Can you reproduce the SS Politician forum thread in full, word for word?

Text extract:
╔══
# SS Politician



## graymay (Aug 2, 2007)

Probably been asked before, however does anyone have the crew list of the SS Politician (whisky galore fame)
Also, what was she doing there when she was on her way to Jamaica?
Thanks


----------



## clevewyn (May 16, 2010)

She was on her way to join a convoy at Loch Ewe as far as I know.


----------



## Peter (Pat) Baker (Oct 3, 2005)

I sailed in a later "Politician" and have been unable to
find crew lists of her,
In fact I sailed in about 15 different Harrison ships
late 50's and 60's and not one of them appear in the
Newfoundland archives.

Pat Baker.


----------



## Roger Griffiths (Feb 10, 2006)

The 1941 Crew Agreements and Logbooks of POLITICIAN official number 147482 is available from here.
http://discovery.nationalarchives.g...&_ps=15&_ro=any&_rd=&_rsd=&_red=&_fr=&_st=adv
However a search of the internet may be able to give you same. 
Pat,
Crew Agreements 1951 -1976 at MHA at Memorial University of Newfoundland have not been indexed. An e mail to MUN giving the ships name and O/N will probably give a result.

regards
Roger


----------



## Graham the pipe (Sep 6, 2010)

_Three 'old girls of the sea' are we
Polly, T'ish Ann and - maybe - me.
That would be four, I hear you cry.
True - but politicians DO lie!

_


----------



## A.D.FROST (Sep 1, 2008)

Like most politicans they loose their way when in power


----------



## Peter (Pat) Baker (Oct 3, 2005)

Roger Griffiths,
many thanks for that Roger.
I have been onto the MUN website, entered all the ships names,
Official numbers and dates of discharges, and was told that they
had no record of these ships.

Do you have any ideas where else I could try?

Cheers and best wishes,

Pat Baker.


----------



## Roger Griffiths (Feb 10, 2006)

Hello Pat,
I am surprised by the negative response from MUN. Have you emailed them direct? It could be that thay are not there and are at TNA or NMM Greenwich.
╚══
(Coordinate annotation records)
╔══
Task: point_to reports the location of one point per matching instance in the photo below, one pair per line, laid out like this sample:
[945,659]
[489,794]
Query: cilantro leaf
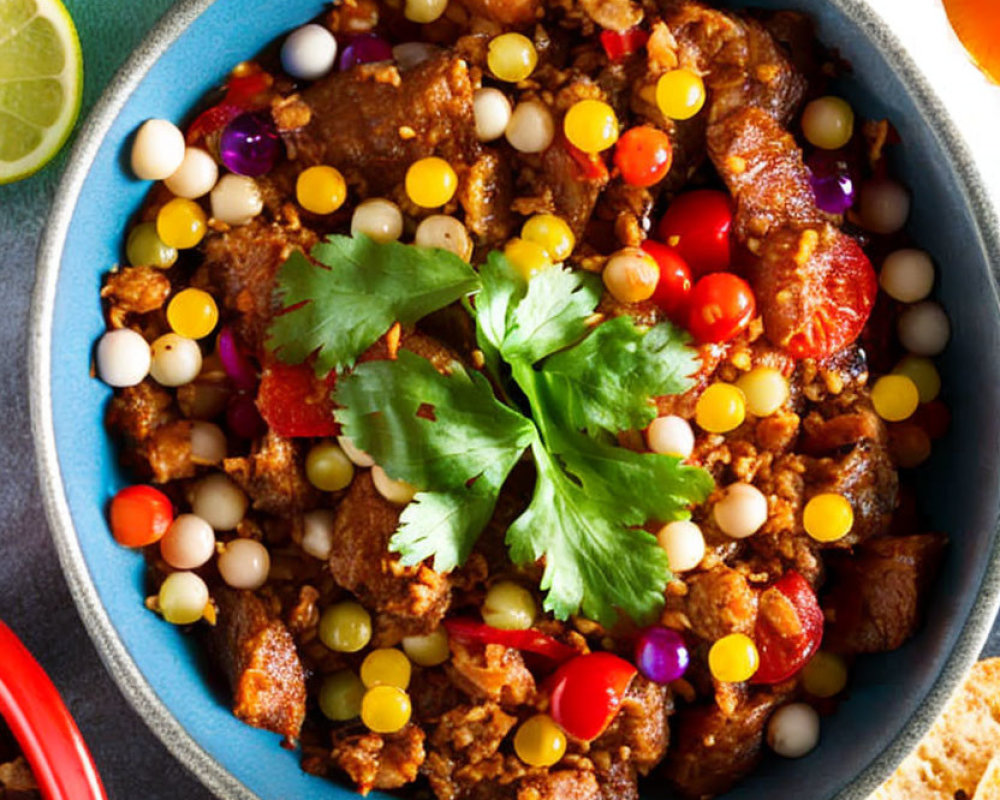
[593,562]
[359,290]
[606,382]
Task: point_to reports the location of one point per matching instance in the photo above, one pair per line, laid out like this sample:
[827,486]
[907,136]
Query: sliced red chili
[464,629]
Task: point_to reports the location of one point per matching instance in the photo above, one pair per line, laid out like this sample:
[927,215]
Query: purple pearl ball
[250,145]
[831,180]
[365,49]
[243,419]
[661,655]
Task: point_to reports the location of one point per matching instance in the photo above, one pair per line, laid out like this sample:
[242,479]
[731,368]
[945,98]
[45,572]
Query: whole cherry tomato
[720,306]
[789,628]
[294,402]
[587,692]
[674,288]
[643,155]
[140,515]
[697,224]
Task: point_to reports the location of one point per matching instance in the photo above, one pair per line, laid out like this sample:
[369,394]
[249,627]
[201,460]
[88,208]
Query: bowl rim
[111,649]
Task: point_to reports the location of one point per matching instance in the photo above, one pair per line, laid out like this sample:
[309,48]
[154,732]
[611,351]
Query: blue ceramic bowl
[895,696]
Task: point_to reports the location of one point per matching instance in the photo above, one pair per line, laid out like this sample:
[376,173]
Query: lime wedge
[41,82]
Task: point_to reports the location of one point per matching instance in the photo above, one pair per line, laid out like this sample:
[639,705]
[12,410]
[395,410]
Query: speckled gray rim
[113,652]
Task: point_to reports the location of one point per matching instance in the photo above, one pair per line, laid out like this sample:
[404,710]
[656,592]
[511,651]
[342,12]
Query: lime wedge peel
[41,84]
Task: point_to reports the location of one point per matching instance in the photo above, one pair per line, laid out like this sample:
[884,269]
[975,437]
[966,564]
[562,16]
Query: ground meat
[395,120]
[875,601]
[239,270]
[273,476]
[491,671]
[712,751]
[416,598]
[257,654]
[374,761]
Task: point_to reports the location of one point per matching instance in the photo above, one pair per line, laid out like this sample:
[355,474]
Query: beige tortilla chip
[954,755]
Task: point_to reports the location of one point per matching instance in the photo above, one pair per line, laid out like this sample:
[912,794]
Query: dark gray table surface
[34,599]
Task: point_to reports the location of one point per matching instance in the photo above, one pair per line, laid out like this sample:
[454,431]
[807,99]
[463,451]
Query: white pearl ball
[208,443]
[236,200]
[684,544]
[924,329]
[670,436]
[244,564]
[219,501]
[378,218]
[531,128]
[123,358]
[188,543]
[493,111]
[741,512]
[317,533]
[309,52]
[196,176]
[158,150]
[398,492]
[793,730]
[907,275]
[884,206]
[359,457]
[176,361]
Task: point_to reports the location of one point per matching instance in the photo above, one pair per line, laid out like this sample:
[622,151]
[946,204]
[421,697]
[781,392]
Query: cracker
[956,752]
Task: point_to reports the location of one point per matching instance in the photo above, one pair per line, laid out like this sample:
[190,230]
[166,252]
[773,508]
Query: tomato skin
[140,515]
[673,291]
[644,155]
[721,305]
[782,656]
[294,402]
[587,692]
[697,225]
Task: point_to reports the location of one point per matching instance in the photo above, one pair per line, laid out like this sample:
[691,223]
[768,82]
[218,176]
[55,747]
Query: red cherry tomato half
[817,290]
[294,402]
[140,515]
[697,224]
[720,306]
[789,628]
[587,693]
[643,155]
[673,291]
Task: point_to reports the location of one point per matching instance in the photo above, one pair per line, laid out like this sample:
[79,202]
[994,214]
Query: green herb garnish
[451,436]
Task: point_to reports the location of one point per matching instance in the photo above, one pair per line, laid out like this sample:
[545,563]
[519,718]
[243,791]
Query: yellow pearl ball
[923,373]
[765,390]
[385,709]
[512,57]
[386,667]
[680,94]
[431,182]
[721,408]
[591,126]
[540,742]
[828,517]
[733,658]
[825,675]
[528,258]
[321,190]
[552,233]
[181,224]
[895,397]
[193,314]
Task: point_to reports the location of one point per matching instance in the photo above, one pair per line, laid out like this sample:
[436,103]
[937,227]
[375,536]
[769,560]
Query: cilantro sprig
[449,434]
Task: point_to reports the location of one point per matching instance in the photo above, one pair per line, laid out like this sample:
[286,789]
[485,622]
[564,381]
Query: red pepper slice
[464,629]
[620,46]
[294,402]
[587,693]
[789,628]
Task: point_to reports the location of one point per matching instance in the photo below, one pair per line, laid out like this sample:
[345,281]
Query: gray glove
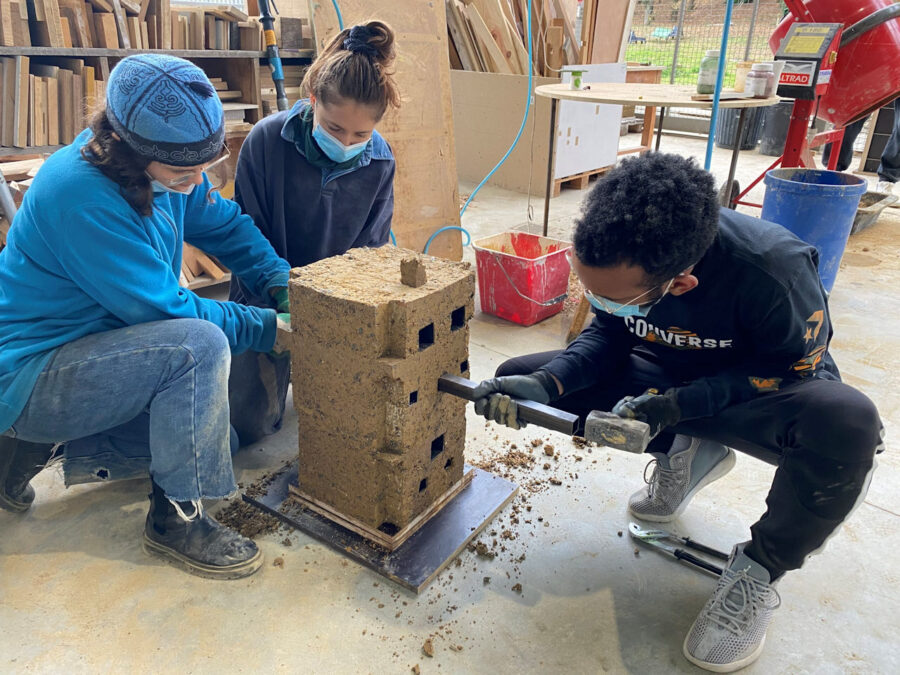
[494,397]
╚══
Answer to the problem:
# SS Politician



## graymay (Aug 2, 2007)

Probably been asked before, however does anyone have the crew list of the SS Politician (whisky galore fame)
Also, what was she doing there when she was on her way to Jamaica?
Thanks


----------



## clevewyn (May 16, 2010)

She was on her way to join a convoy at Loch Ewe as far as I know.


----------



## Peter (Pat) Baker (Oct 3, 2005)

I sailed in a later "Politician" and have been unable to
find crew lists of her,
In fact I sailed in about 15 different Harrison ships
late 50's and 60's and not one of them appear in the
Newfoundland archives.

Pat Baker.


----------



## Roger Griffiths (Feb 10, 2006)

The 1941 Crew Agreements and Logbooks of POLITICIAN official number 147482 is available from here.
http://discovery.nationalarchives.g...&_ps=15&_ro=any&_rd=&_rsd=&_red=&_fr=&_st=adv
However a search of the internet may be able to give you same. 
Pat,
Crew Agreements 1951 -1976 at MHA at Memorial University of Newfoundland have not been indexed. An e mail to MUN giving the ships name and O/N will probably give a result.

regards
Roger


----------



## Graham the pipe (Sep 6, 2010)

_Three 'old girls of the sea' are we
Polly, T'ish Ann and - maybe - me.
That would be four, I hear you cry.
True - but politicians DO lie!

_


----------



## A.D.FROST (Sep 1, 2008)

Like most politicans they loose their way when in power


----------



## Peter (Pat) Baker (Oct 3, 2005)

Roger Griffiths,
many thanks for that Roger.
I have been onto the MUN website, entered all the ships names,
Official numbers and dates of discharges, and was told that they
had no record of these ships.

Do you have any ideas where else I could try?

Cheers and best wishes,

Pat Baker.


----------



## Roger Griffiths (Feb 10, 2006)

Hello Pat,
I am surprised by the negative response from MUN. Have you emailed them direct? It could be that thay are not there and are at TNA or NMM Greenwich.